Object position labeling entries:
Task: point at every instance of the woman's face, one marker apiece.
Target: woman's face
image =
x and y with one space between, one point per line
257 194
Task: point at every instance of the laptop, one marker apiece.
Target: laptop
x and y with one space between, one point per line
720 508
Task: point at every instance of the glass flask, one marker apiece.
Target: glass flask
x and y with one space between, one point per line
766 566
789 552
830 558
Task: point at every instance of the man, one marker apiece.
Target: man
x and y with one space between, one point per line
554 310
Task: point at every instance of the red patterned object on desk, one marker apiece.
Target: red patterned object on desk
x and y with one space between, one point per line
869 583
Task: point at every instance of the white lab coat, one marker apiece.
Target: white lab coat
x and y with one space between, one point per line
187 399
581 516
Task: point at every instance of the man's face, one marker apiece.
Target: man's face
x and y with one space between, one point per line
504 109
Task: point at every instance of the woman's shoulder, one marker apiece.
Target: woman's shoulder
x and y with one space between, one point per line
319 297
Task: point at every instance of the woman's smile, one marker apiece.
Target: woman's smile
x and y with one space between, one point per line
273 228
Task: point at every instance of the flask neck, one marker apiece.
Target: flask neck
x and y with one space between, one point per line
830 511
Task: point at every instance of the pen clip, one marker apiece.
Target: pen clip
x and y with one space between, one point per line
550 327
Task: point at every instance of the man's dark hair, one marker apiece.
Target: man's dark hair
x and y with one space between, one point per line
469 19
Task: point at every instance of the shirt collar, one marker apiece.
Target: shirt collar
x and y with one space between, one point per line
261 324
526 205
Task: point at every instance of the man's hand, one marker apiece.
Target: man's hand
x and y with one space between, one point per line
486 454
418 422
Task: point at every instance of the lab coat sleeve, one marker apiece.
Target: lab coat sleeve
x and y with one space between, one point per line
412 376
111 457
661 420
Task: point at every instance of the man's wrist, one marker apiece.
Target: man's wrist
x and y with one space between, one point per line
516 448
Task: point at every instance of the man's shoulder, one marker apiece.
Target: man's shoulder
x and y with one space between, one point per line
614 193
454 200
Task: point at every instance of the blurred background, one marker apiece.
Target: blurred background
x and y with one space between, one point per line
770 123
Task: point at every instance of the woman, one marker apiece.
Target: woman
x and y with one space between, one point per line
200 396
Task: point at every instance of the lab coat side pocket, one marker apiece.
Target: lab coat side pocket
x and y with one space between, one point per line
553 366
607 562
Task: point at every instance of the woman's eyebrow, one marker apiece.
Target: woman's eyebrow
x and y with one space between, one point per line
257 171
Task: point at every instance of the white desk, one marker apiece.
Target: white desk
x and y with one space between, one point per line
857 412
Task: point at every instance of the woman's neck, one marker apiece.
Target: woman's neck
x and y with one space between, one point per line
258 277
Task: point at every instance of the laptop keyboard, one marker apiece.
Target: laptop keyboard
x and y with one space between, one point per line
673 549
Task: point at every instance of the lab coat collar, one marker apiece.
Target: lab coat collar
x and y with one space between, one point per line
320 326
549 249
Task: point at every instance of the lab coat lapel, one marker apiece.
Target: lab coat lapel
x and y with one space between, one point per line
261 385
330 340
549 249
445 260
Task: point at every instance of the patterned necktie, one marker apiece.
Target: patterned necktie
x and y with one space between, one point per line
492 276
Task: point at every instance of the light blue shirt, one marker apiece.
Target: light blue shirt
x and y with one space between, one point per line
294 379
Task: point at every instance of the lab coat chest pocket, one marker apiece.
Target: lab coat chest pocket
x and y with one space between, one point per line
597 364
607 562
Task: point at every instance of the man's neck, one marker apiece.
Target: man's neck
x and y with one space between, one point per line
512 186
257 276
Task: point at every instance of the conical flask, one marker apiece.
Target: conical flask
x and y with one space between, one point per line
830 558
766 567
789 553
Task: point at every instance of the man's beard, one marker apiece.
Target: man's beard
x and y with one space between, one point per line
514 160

▸ **Your objective**: Copy out all of the lines above exactly.

▸ **Answer to this problem**:
Task: point at every instance of the woman's face, one marker apiece.
Target: woman's face
image =
x and y with one space between, one point per line
257 194
Task: point at every instance of the laptop, one marker apiece.
Target: laptop
x and y with one space between, one point per line
720 508
Task: point at every instance of the glass flask, one marker apiece.
Target: glass flask
x and y with one space between, one point per line
766 566
789 552
830 558
Task: point at every instance of the man, one marker apiece.
Target: man
x and y with one space between, one point per line
554 310
Task: point at every instance of the red patterned object on desk, one marker apiece.
Target: red patterned object on desk
x and y with one space between, one point per line
869 583
Task: point at every instance of the white lab coat, one marker apiece.
Target: white lab coat
x and y with one space between, one point per line
187 399
581 516
Task: point at every instance of the man's face, one marker apiece.
Target: man's face
x and y with one space between, one point per line
504 109
Task: point at every instance of the woman's shoulder, one marker apiece.
Target: woman's shoulder
x and y with one space between, one point per line
319 297
Task: point at every instance of the woman's smile, one marker apiece.
Target: woman's smile
x and y with one space between, one point per line
273 228
Task: point at every instance of the flask neck, one marker apiece.
Target: flask neck
x and y with one space between, one point per line
830 511
Task: point at every instance of the pen clip, one marker apiece.
Target: pen clip
x and y with one space between, one point per line
550 327
Task: point at every instance of the man's dark hair, one marker apiece.
Target: man's dark hair
x and y with one space between, one point per line
469 19
Task: point at every instance of the shirt collar, one marker apiece.
Target: shirt collar
x and y with one space between, one point per line
261 324
526 205
Task: point at every instance of the man's hand, one marker apiece.
Target: man's hand
x and y with one space between, one point per line
486 454
418 422
Task: point at every instance of the lab coat sleeve, one marker apiece.
Target: lab coat sleeve
x and y with one space between, one point per line
412 376
111 457
661 420
Task: point at every instance of the man's wrist, one marker apiece.
Target: man's wrist
x and y with one space between, one point per line
516 448
Task: point at every instance of the man's shoulder, one marker apiece.
Target: man's shoulder
x and y with one space between, one point per line
614 193
454 200
Task: point at every instance of the blurred background, one marker apiece.
Target: blurred background
x and y with one space between, one point per line
770 123
Task: point at every instance of the woman, one marker apiece.
Target: woman
x and y with one space between, one point per line
200 396
Task: point at every instance of the lab coat side pocket, one marker apiece.
Target: lab coat side pocket
x and y with one space between, one point per line
553 366
607 562
Task: point at every instance of the woman's eyebrow, one marker apiece.
Target: woman's eyebrow
x and y with one space between, one point per line
257 171
Task: point at every instance of the white desk, one marker apiece.
Target: white desk
x and y with one space between, one point per line
857 412
Task: point at every instance of the woman's neck, one marker apiece.
Target: woman's neck
x and y with one space between, one point per line
258 277
Task: point at every instance of the laptop keyboard, one marker apiece.
Target: laptop keyboard
x and y with one space between, one point per line
673 549
Task: point at every instance of the lab coat collar, one marker apiece.
Target: lab coat collar
x and y with one space between, one point per line
320 326
549 249
Task: point at every instance of the lab coat lapel, one marker apiece.
Target: lab coat lapel
x and y with one space between, one point per line
261 385
330 340
549 249
445 260
Task: point at every instance of the patterned necktie, one marker apiece.
Target: patterned necktie
x and y with one space between, one point per line
492 276
Task: point at every instance of the light blue shirt, one marker apiece.
Target: light blue shirt
x and y with one space between, one point per line
294 379
Task: point at every instance of the lab coat chest pocket, one marker apiece.
Target: lab coat chest pocket
x and y with one space between, one point per line
597 364
607 562
Task: point at every instance of the man's neck, one marker apiece.
Target: man's neck
x and y with one space between, one point per line
512 186
257 276
Task: point at every instance of the conical flask, one marker apiece.
Target: conical flask
x and y with one space between, one point per line
830 558
766 567
789 553
Task: point at every instance of the man's beard, one marker apiece.
Target: man's beard
x and y with one space between, one point per line
514 160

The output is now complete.